(DATASET CONTENT):
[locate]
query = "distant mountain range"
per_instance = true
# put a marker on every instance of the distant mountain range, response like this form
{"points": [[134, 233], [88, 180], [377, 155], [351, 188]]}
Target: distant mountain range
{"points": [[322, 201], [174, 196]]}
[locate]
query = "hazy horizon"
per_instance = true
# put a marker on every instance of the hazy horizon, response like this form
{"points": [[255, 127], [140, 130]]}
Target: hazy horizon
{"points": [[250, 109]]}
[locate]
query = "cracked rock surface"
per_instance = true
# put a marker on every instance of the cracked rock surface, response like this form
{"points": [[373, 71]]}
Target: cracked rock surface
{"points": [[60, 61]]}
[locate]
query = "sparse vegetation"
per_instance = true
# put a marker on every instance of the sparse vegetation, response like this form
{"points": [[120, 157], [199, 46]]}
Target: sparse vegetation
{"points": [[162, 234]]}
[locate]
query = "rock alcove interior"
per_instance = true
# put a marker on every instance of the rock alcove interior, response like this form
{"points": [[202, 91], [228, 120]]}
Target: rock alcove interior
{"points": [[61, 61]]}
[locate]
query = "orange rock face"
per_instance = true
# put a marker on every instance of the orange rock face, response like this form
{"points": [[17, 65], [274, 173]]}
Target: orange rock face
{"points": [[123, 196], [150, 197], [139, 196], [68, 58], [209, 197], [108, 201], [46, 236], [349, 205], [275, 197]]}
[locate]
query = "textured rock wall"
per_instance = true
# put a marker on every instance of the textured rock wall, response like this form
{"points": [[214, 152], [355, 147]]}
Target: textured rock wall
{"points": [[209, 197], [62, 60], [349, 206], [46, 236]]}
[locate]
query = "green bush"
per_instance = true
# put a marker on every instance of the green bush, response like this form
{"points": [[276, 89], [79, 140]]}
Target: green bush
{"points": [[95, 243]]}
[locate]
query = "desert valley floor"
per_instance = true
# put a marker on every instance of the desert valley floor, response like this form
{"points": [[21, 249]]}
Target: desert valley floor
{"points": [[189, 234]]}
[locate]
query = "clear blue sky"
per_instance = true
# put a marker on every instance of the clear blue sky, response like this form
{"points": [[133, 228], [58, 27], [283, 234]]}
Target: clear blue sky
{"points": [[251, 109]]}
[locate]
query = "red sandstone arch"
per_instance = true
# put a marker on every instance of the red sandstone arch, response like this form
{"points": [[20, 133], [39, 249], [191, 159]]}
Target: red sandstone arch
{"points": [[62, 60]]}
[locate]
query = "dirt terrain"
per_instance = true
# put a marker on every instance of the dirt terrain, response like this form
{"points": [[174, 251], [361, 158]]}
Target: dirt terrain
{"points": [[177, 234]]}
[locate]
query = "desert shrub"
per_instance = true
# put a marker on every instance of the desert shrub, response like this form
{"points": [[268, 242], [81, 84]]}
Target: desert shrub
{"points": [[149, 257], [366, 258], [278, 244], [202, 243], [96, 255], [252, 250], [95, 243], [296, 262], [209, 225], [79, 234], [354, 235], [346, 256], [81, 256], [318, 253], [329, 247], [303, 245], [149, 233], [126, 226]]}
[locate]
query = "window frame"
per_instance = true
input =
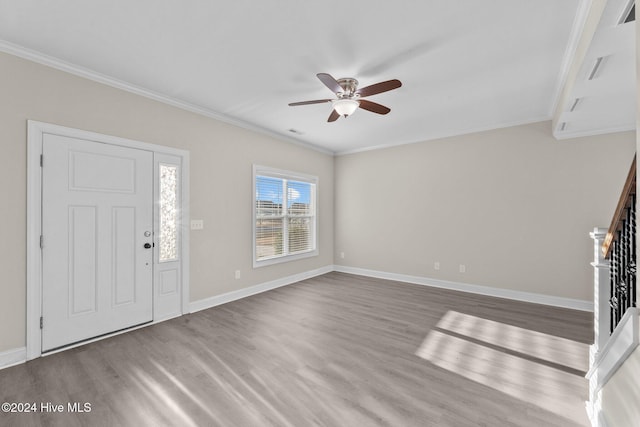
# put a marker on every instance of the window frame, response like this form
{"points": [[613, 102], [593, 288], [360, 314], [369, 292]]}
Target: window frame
{"points": [[286, 176]]}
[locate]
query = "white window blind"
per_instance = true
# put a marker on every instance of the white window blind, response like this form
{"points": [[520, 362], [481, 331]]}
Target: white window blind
{"points": [[284, 216]]}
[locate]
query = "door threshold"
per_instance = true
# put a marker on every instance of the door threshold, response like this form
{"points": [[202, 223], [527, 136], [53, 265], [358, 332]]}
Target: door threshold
{"points": [[96, 338]]}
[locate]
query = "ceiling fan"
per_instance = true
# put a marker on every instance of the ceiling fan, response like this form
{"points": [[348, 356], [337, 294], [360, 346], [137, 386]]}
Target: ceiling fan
{"points": [[350, 97]]}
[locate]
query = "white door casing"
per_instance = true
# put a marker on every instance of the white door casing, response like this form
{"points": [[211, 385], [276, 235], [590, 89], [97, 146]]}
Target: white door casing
{"points": [[97, 206], [171, 301]]}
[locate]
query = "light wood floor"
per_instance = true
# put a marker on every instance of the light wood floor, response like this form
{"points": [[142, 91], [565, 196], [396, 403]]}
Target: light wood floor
{"points": [[336, 350]]}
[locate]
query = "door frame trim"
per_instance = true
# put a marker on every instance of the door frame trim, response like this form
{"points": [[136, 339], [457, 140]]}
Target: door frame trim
{"points": [[35, 134]]}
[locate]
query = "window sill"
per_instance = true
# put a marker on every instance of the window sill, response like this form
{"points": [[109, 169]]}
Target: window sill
{"points": [[286, 258]]}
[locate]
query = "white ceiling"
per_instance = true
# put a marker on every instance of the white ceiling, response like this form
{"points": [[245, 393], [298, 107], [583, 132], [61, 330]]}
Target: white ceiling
{"points": [[465, 65]]}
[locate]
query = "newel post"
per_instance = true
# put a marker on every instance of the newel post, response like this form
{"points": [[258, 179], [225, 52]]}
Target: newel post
{"points": [[601, 290]]}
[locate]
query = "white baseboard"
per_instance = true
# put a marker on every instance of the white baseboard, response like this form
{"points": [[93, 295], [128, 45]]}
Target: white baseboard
{"points": [[574, 304], [203, 304], [13, 357]]}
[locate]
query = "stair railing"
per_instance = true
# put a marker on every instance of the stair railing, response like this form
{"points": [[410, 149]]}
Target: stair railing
{"points": [[619, 248]]}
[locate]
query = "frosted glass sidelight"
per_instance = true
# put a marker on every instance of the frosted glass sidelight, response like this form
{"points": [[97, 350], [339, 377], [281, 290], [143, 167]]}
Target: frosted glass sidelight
{"points": [[168, 213]]}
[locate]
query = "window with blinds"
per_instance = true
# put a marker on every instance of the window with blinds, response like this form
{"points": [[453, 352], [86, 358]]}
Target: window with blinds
{"points": [[284, 216]]}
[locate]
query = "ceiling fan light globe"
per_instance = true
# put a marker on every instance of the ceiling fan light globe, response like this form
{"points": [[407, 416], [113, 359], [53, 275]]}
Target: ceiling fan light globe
{"points": [[345, 107]]}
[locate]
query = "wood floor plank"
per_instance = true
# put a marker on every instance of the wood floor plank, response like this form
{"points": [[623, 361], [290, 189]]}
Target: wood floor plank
{"points": [[335, 350]]}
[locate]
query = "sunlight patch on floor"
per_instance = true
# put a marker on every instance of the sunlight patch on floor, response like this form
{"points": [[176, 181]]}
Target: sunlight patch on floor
{"points": [[528, 365]]}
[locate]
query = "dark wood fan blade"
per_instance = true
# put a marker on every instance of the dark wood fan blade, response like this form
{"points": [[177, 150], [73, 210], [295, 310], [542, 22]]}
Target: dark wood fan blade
{"points": [[379, 88], [330, 82], [317, 101], [374, 107]]}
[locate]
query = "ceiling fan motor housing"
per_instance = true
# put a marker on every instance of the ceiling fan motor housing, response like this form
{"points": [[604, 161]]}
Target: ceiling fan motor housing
{"points": [[349, 87]]}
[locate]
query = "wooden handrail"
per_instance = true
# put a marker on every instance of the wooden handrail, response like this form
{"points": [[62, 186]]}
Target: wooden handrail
{"points": [[628, 190]]}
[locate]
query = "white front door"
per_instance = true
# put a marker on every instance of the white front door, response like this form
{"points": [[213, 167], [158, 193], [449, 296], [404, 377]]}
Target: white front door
{"points": [[97, 218]]}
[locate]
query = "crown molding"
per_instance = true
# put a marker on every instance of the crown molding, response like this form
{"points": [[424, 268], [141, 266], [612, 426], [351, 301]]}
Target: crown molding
{"points": [[67, 67]]}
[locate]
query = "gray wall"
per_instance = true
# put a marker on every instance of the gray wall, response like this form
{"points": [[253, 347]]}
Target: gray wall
{"points": [[513, 205], [221, 170]]}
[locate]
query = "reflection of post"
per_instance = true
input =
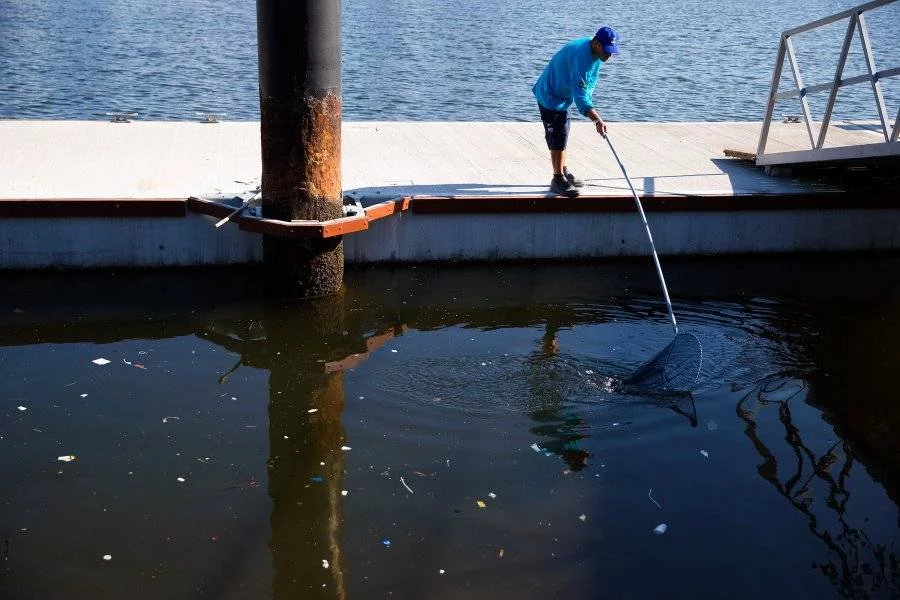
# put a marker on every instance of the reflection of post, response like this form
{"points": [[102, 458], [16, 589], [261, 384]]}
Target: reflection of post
{"points": [[306, 463], [306, 468]]}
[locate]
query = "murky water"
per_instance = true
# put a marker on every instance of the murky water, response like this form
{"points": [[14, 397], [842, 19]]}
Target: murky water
{"points": [[452, 433], [430, 60]]}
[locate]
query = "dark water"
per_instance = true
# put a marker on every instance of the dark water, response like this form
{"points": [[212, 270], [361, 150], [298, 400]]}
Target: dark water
{"points": [[778, 478], [429, 60]]}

(WORK REQUIRED): Take the records above and return, word for word, only the lines that fall from the line with "Target: wooden handrail" to the line with "# put a marker on every instance of the gray", both of them included.

(RESULT OF THE TASK):
Target: wooden handrail
{"points": [[628, 190]]}
[locate]
query = "white front door"
per_instance = true
# put a marker on every instance of the white front door, response like this form
{"points": [[213, 167], [158, 193], [449, 296], [404, 377]]}
Target: white front door
{"points": [[97, 218]]}
[locate]
query = "crown molding"
per_instance = true
# put a marker on every instance of the crown molding, response like this form
{"points": [[424, 268], [141, 266], [612, 426], [351, 301]]}
Target: crown molding
{"points": [[67, 67]]}
[locate]
query = "gray wall"
per_instance = true
# put a marker on every instance of the gray wall, response like this form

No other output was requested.